__TASK ITEM 1__:
According to the arbitration decision, what discipline did the County give the Grievant?
__TASK ITEM 2__:
Reproduce the stretch of the arbitration decision from "The grievance is, therefore, denied." through "66 LA at 24.".
__TASK ITEM 3__:
List every provision of the labor agreement that the arbitration decision cites by article and section.

** TEXT UNDER STUDY follows **

In sum, the County has established that it had just cause under Article 2, Section D, to issue the Grievant a one-day suspension for her refusal to report for work on September 1, 1989.

Before closing, it is appropriate to address certain contentions made by the Union, which are not addressed above. Those points are subsumed in the Union's use of Pilgrim Liquors. The Union persuasively uses that case to illustrate that an employer's legitimate business interests must be weighed against the privacy rights of employes. The Union also forcefully questions the legitimacy of the County's business interest in this case in light of the County's assertion of the fact that the physician's memo was a "recommendation" and not an "order". This distinction was only belatedly communicated by the County to the Grievant, and, in any event, lacks any persuasive force. If the memo was phrased as an order, the same issues would be posed.

More fundamentally, Pilgrim Liquors can not be applied to the facts at issue here to yield the result the Union seeks. In Pilgrim Liquors, the employer sought to require employes to complete and sign a fidelity bond as a condition of continued employment. The bond application form sought detailed financial data from employes. Arbitrator Fleischli described the intrusive nature of that application form thus:

The requirement that the employes complete and sign the fidelity bond application form constituted a substantial intrusion into their privacy and caused them to assume obligations which are greater than those otherwise imposed by law on employes who are accused of dishonesty. (2)

The employer, in that case, unilaterally set the bond requirement.

In this case, the County did not unilaterally set an obligation, and seeks no more than the law would otherwise require. Medical Leave has been bargained by the parties, and has been set forth in Article 17, Section D. That provision grants the County some discretion in granting leaves. The County's request for greater specificity on the "health reasons" is the basis upon which discretion is exercised. Beyond this, the Wisconsin Family & Medical Leave Act grants certain rights to a medical leave (See Sec. 103.10(4)(a), Stats.), but places certain "certification" requirements on the requesting employe (3), and grants employers a right to an employer-paid second opinion (See Sec. 103.10(7)(c), Stats.). Thus, unlike the case in Pilgrim Liquors, the County, in this case, is seeking no more than the law permits. This is not to say the law or the contract grant the County the right to any information it wishes. Rather, in this case, the Grievant asserts the County has no right whatsoever to any detail beyond that stated in the August 23, 1989, memo. This is not the case under either the law or the contract. In sum, Pilgrim Liquors does not support the result the Union urges here.

The record will support the Union's contention that the Grievant made an "extremely difficult" choice, based on her own principles. Article 3, Section B, 5, restricts an arbitrator to the terms of the labor agreement. Thus, the principles advanced by the Union must be given a contractual basis to be upheld. The right sought by the Grievant is, ultimately, the right to a leave. The contract does not support the assertion that the Grievant was entitled to that leave as a matter of right or as a function of the August 23, 1989, doctor's memo standing alone. In the absence of a right to take September 1, 1989, off, the Grievant's absence was unexcused. In the presence of Karger's order to report for work on that date, the absence was insubordinate.


The County had just cause to suspend the Grievant for failing to report to work on September 1, 1989.

The grievance is, therefore, denied.

Dated at Madison, Wisconsin, this 12th day of July, 1990.


Richard B. McLaughlin, Arbitrator

1/ See, generally, Roberts' Dictionary of Industrial Relations, (BNA, 1986).

2/ 66 LA at 24.

3/ See, for example, Sec. 103.10(7)(b)3, Stats., which requires "(w)ithin the knowledge of the health care provider . . . the medical facts regarding the serious health condition."

** End of TEXT UNDER STUDY **
** DATA TO EXAMINE follows **

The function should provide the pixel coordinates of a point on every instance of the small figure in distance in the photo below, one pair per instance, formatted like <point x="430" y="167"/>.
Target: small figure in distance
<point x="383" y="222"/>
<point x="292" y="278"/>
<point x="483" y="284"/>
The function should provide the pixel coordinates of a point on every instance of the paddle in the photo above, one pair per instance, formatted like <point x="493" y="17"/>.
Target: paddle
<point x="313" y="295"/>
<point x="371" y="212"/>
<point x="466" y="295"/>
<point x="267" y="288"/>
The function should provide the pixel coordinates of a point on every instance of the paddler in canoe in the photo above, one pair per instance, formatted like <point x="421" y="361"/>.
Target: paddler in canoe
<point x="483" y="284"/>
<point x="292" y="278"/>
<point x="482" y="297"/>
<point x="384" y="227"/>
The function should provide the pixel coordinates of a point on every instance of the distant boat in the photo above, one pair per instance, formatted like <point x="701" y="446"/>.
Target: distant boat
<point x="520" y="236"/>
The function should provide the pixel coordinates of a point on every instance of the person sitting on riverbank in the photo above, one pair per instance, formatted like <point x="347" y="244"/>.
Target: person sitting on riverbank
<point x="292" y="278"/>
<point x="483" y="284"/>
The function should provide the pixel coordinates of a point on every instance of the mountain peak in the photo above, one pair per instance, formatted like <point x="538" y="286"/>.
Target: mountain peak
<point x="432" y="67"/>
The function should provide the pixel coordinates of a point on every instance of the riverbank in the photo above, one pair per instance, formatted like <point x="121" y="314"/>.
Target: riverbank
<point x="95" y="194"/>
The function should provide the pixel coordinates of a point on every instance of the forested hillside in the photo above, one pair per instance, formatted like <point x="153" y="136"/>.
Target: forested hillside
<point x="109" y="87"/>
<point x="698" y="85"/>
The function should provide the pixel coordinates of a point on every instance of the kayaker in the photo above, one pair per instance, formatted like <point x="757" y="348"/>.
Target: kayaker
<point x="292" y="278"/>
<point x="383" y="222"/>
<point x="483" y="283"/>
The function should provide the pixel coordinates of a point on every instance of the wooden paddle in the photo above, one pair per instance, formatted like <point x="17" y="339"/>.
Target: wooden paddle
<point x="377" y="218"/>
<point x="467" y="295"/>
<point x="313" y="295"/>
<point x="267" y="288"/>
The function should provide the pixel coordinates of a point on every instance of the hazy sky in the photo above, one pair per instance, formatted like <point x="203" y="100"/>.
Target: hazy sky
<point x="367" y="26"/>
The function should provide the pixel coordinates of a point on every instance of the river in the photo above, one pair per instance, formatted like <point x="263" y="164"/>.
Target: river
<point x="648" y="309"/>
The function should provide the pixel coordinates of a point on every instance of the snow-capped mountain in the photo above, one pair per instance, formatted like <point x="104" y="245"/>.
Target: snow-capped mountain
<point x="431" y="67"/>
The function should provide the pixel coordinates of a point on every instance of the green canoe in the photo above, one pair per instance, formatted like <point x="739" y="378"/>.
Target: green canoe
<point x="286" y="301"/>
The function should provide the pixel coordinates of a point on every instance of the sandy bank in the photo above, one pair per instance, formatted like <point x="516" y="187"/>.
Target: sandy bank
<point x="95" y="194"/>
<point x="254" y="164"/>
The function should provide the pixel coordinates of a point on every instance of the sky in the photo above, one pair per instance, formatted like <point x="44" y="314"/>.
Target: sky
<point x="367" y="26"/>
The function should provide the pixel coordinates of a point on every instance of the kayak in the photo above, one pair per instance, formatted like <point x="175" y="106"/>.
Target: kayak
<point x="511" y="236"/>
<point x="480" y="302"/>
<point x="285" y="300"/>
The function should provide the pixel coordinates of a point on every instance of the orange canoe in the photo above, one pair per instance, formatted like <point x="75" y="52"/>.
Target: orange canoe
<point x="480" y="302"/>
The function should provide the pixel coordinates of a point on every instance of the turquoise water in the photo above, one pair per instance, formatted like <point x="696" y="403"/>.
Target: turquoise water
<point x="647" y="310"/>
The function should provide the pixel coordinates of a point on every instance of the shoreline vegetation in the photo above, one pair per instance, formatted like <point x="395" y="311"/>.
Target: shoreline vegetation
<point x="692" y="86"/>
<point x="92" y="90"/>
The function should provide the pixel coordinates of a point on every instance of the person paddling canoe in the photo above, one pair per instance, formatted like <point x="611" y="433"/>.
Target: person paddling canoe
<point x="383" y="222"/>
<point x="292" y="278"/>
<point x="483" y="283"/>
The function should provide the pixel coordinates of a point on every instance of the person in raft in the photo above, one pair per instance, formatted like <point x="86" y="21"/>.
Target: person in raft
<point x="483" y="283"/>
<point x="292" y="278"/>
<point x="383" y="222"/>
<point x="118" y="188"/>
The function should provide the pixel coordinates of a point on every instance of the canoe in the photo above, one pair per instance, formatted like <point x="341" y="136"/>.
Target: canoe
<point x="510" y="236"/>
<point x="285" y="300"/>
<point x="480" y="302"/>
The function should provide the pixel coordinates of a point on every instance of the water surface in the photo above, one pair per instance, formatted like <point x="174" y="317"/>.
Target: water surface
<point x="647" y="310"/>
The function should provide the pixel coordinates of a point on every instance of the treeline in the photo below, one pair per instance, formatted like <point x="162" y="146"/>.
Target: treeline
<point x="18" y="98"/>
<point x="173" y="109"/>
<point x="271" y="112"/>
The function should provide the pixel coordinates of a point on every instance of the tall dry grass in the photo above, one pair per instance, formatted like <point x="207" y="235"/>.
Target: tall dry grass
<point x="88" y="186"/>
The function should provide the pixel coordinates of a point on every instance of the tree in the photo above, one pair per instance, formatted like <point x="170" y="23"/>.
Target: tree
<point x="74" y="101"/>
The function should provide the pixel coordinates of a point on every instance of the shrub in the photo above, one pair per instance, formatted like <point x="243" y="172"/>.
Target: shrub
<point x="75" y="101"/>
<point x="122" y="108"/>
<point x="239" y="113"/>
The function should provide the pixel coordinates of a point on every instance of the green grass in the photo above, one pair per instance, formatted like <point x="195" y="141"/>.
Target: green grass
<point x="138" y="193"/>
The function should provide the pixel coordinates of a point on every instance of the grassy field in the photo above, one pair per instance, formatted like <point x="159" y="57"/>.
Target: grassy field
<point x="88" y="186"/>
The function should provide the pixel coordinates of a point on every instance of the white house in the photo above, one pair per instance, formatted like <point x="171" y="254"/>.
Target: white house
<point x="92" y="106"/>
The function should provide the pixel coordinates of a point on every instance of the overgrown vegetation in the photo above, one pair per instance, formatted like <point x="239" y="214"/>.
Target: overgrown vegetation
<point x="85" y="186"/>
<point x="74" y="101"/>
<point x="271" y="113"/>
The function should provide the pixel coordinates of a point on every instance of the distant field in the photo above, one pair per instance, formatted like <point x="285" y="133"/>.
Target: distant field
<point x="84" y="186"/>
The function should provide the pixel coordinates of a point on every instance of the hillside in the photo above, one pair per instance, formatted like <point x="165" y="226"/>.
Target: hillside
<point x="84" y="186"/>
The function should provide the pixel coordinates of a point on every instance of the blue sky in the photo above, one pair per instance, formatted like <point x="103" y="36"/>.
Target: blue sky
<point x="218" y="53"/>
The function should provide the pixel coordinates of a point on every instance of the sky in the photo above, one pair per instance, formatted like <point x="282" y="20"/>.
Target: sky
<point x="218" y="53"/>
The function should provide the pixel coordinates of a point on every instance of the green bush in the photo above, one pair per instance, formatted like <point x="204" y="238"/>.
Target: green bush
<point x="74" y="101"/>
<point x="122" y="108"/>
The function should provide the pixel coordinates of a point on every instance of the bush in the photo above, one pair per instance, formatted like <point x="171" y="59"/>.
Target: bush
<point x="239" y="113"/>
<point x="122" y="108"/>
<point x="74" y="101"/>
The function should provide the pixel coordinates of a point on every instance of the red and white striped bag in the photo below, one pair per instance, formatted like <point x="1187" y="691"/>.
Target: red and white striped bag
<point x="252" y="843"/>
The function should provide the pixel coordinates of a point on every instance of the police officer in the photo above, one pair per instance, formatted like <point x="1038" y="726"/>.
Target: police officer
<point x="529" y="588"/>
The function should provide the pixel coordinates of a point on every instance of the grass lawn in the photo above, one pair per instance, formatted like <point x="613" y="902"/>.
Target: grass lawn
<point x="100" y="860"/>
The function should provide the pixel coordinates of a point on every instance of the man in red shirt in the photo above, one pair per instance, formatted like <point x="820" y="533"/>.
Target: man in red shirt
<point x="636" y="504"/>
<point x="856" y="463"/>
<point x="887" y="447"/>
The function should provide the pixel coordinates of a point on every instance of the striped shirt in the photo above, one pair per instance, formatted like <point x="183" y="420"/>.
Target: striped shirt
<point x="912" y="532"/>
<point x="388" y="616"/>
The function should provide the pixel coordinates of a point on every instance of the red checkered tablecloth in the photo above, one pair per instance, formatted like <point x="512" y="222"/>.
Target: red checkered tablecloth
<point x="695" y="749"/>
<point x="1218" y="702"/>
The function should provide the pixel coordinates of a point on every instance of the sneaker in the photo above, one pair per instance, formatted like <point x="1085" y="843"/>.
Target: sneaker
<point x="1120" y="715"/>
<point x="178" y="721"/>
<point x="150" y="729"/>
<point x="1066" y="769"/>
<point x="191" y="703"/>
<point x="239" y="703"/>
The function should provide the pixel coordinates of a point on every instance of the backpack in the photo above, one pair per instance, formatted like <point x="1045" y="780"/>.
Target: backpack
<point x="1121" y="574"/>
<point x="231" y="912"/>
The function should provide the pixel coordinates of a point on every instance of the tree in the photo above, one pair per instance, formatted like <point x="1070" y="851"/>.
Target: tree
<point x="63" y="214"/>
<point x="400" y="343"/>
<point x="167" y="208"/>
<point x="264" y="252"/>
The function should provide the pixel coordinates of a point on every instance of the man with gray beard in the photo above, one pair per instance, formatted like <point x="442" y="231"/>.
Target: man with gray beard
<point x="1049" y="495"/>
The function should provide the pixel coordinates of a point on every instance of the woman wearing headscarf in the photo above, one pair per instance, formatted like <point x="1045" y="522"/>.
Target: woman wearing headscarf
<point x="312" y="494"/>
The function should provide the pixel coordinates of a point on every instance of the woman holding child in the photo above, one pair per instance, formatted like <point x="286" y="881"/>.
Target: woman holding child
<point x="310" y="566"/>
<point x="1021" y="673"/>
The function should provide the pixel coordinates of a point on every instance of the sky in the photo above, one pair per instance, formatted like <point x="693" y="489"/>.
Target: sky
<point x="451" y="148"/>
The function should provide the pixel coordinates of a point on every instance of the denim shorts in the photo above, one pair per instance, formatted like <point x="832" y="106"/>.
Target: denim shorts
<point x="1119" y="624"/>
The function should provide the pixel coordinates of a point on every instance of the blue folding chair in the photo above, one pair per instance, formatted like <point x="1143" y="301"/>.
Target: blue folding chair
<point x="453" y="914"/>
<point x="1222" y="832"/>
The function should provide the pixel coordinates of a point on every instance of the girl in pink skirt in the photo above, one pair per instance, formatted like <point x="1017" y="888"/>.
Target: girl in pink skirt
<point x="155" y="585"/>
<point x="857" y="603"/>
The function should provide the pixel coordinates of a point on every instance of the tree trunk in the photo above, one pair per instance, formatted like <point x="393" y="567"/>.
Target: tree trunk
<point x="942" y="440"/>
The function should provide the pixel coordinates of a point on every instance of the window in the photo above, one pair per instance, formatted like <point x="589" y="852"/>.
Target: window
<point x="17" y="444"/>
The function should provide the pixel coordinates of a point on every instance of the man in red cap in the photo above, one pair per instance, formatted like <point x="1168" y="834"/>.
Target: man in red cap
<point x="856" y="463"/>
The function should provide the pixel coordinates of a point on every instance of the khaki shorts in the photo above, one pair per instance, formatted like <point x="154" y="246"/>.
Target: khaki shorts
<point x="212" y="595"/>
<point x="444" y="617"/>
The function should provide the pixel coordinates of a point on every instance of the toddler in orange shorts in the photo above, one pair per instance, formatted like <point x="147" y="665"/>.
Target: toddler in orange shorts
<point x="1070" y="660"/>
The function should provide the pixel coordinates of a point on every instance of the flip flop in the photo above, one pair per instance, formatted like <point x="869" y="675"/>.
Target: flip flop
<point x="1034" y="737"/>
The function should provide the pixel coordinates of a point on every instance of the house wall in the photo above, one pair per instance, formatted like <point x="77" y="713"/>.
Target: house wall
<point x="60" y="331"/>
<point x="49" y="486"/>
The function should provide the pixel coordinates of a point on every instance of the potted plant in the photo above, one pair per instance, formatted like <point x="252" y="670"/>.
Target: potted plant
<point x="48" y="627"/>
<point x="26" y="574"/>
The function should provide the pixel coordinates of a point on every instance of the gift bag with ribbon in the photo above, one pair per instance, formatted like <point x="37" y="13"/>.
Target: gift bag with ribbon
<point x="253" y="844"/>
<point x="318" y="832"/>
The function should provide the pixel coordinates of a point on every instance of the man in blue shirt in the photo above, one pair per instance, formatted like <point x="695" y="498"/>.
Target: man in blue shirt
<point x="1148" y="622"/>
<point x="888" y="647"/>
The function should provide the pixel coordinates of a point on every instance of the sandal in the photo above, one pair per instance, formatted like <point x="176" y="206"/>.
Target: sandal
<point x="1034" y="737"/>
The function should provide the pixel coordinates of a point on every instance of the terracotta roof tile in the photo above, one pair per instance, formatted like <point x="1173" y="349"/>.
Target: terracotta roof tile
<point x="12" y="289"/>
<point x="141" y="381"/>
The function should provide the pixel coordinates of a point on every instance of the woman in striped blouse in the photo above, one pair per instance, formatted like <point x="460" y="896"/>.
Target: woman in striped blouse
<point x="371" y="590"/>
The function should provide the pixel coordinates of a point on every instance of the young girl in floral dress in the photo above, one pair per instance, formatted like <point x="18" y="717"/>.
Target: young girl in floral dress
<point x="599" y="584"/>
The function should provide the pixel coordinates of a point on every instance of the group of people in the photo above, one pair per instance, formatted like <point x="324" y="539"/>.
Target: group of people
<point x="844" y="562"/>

** End of DATA TO EXAMINE **

__RESPONSE BOX 1__:
A one-day suspension for refusing to report for work on September 1, 1989.

__RESPONSE BOX 2__:
The grievance is, therefore, denied.

Dated at Madison, Wisconsin, this 12th day of July, 1990.


Richard B. McLaughlin, Arbitrator

1/ See, generally, Roberts' Dictionary of Industrial Relations, (BNA, 1986).

2/ 66 LA at 24.

__RESPONSE BOX 3__:
Article 2, Section D
Article 17, Section D
Article 3, Section B, 5